▸ **Requirement**:
The copy has to match the data exactly and leave out every picture.

▸ **Information supplied**:
•••••

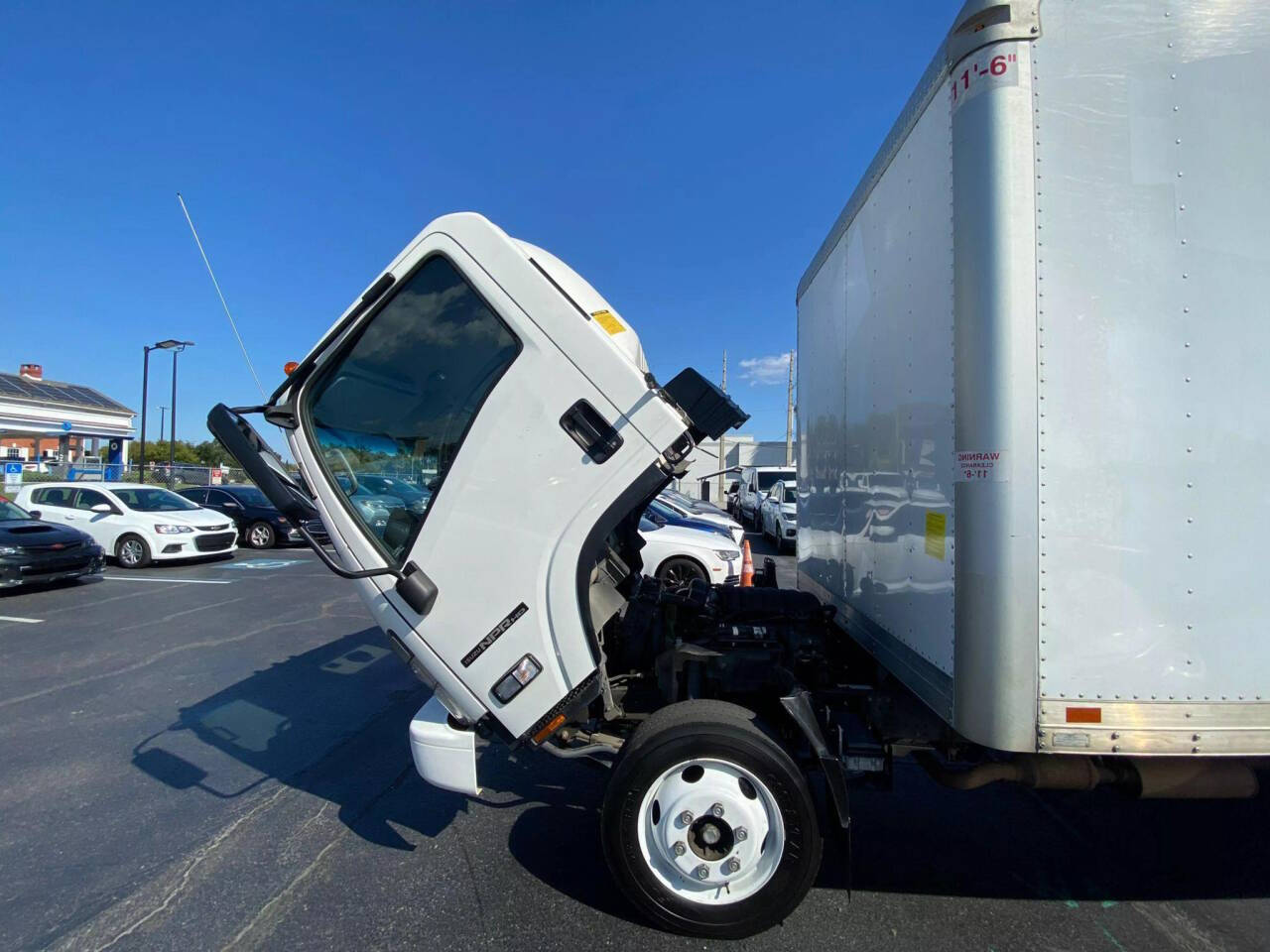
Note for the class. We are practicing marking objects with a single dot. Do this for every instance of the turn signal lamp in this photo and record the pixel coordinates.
(549, 730)
(521, 674)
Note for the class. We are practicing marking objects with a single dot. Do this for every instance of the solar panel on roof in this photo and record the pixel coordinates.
(55, 393)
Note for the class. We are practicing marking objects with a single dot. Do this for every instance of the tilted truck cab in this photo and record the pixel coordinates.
(485, 367)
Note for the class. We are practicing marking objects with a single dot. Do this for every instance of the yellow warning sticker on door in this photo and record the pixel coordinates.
(937, 525)
(606, 320)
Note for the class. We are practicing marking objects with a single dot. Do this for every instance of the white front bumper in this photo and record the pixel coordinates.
(444, 756)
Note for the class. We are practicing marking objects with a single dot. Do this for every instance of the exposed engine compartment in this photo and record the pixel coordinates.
(715, 642)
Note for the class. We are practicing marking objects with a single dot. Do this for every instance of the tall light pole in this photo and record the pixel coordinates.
(172, 442)
(145, 388)
(789, 417)
(722, 447)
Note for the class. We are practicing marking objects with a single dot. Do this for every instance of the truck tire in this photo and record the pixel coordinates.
(680, 570)
(698, 787)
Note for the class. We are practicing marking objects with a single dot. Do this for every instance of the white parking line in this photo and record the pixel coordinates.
(176, 581)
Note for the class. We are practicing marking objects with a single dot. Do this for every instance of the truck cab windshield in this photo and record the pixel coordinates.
(400, 397)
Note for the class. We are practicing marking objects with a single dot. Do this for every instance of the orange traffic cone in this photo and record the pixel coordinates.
(747, 566)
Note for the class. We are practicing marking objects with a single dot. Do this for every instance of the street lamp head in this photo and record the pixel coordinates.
(171, 344)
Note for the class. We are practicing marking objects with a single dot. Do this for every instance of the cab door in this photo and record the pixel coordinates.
(479, 382)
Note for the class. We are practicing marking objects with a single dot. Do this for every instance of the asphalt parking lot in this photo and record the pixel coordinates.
(213, 756)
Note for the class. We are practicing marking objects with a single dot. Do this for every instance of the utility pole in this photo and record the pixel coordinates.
(722, 452)
(789, 417)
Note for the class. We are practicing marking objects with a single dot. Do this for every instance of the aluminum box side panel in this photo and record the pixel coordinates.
(875, 414)
(1153, 140)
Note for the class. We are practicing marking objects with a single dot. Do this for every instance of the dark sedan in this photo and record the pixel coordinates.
(258, 521)
(33, 552)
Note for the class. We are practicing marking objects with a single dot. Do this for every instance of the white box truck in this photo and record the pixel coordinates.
(1032, 390)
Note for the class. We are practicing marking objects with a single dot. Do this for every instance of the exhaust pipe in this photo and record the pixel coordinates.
(1150, 778)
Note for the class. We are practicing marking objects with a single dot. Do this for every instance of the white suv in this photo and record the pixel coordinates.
(134, 522)
(778, 513)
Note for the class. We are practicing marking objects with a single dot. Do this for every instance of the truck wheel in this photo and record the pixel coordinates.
(707, 824)
(680, 571)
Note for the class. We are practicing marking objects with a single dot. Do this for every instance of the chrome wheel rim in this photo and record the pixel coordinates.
(680, 574)
(711, 832)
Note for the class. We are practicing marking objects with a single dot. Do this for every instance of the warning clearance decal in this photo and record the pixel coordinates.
(987, 465)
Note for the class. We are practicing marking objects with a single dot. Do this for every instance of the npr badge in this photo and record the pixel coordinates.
(494, 635)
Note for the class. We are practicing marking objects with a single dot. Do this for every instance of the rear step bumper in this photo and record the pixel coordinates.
(444, 756)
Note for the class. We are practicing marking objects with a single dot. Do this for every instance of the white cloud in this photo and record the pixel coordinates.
(774, 368)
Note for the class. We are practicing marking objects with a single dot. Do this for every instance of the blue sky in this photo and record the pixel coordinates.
(688, 159)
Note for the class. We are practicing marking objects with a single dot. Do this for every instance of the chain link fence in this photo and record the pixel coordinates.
(177, 476)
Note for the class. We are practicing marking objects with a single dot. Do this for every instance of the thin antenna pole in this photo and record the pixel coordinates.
(789, 417)
(722, 443)
(217, 286)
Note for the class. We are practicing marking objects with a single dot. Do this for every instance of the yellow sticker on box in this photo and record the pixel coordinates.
(937, 526)
(606, 320)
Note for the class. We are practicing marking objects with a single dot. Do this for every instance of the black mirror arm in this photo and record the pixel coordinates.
(339, 569)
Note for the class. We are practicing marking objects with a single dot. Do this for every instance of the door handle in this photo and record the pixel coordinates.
(590, 430)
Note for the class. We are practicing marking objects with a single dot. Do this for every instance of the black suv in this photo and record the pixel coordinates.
(258, 521)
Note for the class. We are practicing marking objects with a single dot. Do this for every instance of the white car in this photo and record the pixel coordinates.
(778, 515)
(754, 484)
(677, 555)
(711, 516)
(134, 522)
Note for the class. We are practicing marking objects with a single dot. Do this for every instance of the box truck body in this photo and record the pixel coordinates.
(1040, 318)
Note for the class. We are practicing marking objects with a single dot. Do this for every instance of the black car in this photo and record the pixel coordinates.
(258, 521)
(33, 552)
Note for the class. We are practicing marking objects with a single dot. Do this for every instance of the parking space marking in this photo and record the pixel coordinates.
(261, 563)
(176, 581)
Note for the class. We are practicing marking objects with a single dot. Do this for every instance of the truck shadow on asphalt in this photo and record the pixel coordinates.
(331, 722)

•••••

▸ **Result for this task**:
Note for the class. We are practicing marking objects with a single dot. Do this for every instance of the turn signal lamp in this photo and record the pixel coordinates.
(549, 730)
(521, 674)
Note for the class. We are practicing marking objects with a single dot. Do this for every instance of the solar panel on roof in this photo and record the pixel coordinates.
(55, 393)
Note for the class. We are practicing marking objects with a single dot. Do this for every instance of the tilted truck cab in this photo and record the pixel coordinates.
(485, 367)
Note for the class. We are practicing marking objects with a single dot. Do this for every instance of the yellow warning sticker on door in this photo and record the pixel coordinates.
(937, 525)
(606, 320)
Note for the class. We are practicing marking objects with a single dot. Do this for every instance of the white front bumper in this photo and record the pixel coordinates.
(444, 756)
Note for the class. We are practicing marking objects with a single dot. Do this for every instance of the exposed engine compartment in this photo and record the pixel coordinates.
(715, 642)
Note for the class. We are practicing marking objects with a single dot. Do this for every instance of the tall light pole in this photo and record the pixel coordinates.
(172, 442)
(145, 388)
(789, 417)
(722, 447)
Note for the class. We are practicing marking objects with a single dot. Do this for every instance of the truck tire in this photo and record the pixel coordinates.
(680, 570)
(698, 787)
Note for the class. We are practicing marking objects with a single dot. Do this for every instance of the white parking line in this photo and record the pixel coordinates.
(176, 581)
Note for the class. We are practicing marking objects with a single dot. Do this for every instance of the truck cab windshield in this photo and record the pixel coordinates.
(400, 397)
Note for the class. We are practicing marking objects with a single dot. Do this for every instance of the orange traffic cone in this photo and record the pixel coordinates.
(747, 566)
Note for the class. We are practicing marking objects with a single dot. Do this for every instance of the street lamp head in this photo and record the pixel coordinates.
(171, 344)
Note for the class. We are practicing marking objects with a single dot. Do this for every instance of the cab door in this photo and record the pixel coordinates.
(479, 382)
Note for the class. We are practicing marking objects with a single dot. Do this for every instance of the asphalt parking lot in this photo and record the pixel coordinates.
(213, 756)
Note for the class. We are practicing marking objects with a single dot. Do this for every instance of the utility pole in this photo and record the pixel coordinates.
(722, 452)
(789, 417)
Note for the class. We are practicing marking objects with a single dot. Do this for every instance of the aluminum box side panel in this photo and record the pixel coordinates.
(875, 414)
(1153, 140)
Note for the class. We are practicing marking objects with a single dot. Do this for every instance of the dark sedan in this photo and record the pixel coordinates.
(258, 521)
(33, 552)
Note for the class. We are practicing marking objects with a single dot. Do this for every instance of the white box truck in this photo and record the pixel coordinates.
(1032, 390)
Note for the class. We are practicing marking objects with a single dot. Do this for every instance of the exhaust pipe in this photo and record the pixel coordinates.
(1150, 778)
Note for the class. We are practicing marking objects with a single dot. Do this for every instance of the white suv in this photo and record the pixel coordinates.
(134, 522)
(778, 513)
Note for the class. We are practicing marking objects with a single dot. Do this for every instance of the truck wheel in this photo and record the pixel coordinates.
(707, 824)
(680, 571)
Note for the class. We are practicing marking objects with a single dot. Do this for every instance of the chrome wheel rim in this photo and record the pixel coordinates.
(680, 574)
(711, 832)
Note for the class. We are practicing marking objects with a single dot. Do this for every instance of the warning clearance decal in this photo and record the pixel coordinates.
(987, 465)
Note for the class. We are practicing marking objects with a single dot. Do this for every instance of the npr badge in this photo and record the pixel coordinates.
(494, 635)
Note for the class. We are practicing marking objects with a single dot. Do this for every instance of the rear step bumper in this photo and record the pixel coordinates.
(444, 756)
Note for the class. We are practicing marking objects with a single dot. Do this for every instance of the white cloud in this photo and record the pixel coordinates.
(774, 368)
Note for the class. We are practicing marking objects with a single dot. Do this for every instance of the blue sky in this photo and record the pixel coordinates.
(688, 159)
Note for the class. We are practicing marking objects with a single dot. Do this for every instance of the chain link fence in this photo and record the pixel coordinates.
(177, 476)
Note for the class. We are practicing marking objects with a single dot. Do this for every instance of the thin antenna pole in this photo and record the pixel coordinates.
(789, 417)
(722, 443)
(217, 286)
Note for the class. We are practicing marking objects with a single dot. Do this for every instance of the yellow sticker on box in this photo and record the pixel coordinates.
(937, 526)
(606, 320)
Note for the class. We are practicing marking objects with a single dot. Do this for every instance of the black mirror arm in this photo and record the pixel coordinates.
(339, 569)
Note for the class. We are practicing marking objects with a single dot. Do this for every instance of the door handle in this photo and record the pixel coordinates.
(590, 430)
Note for the class. We are practicing marking objects with a single dot. Do this for every instance of the black suv in this photo and record the pixel coordinates.
(258, 521)
Note for the class. We are practicing marking objects with a single dot. Do this for every instance of the white car in this photo and record the pixel coordinates.
(778, 515)
(754, 484)
(677, 555)
(711, 516)
(134, 522)
Note for the class. We are practicing marking objects with a single dot. Do this for every instance of the box truck body in this photo and record the pixel coordinates.
(1040, 318)
Note for the class. We are practicing marking objects with a single dot. Do this for every instance of the black car in this photo and record the pixel coordinates.
(258, 521)
(33, 552)
Note for the class. We are practicing marking objects with a single dot. Do this for every instance of the parking space marking in this photo and record the pixel coordinates.
(261, 563)
(176, 581)
Note for the class. We are practicing marking objects with a single dot. Do this for every instance of the truck shadow on asphalt in this photo and record the pixel coordinates.
(331, 722)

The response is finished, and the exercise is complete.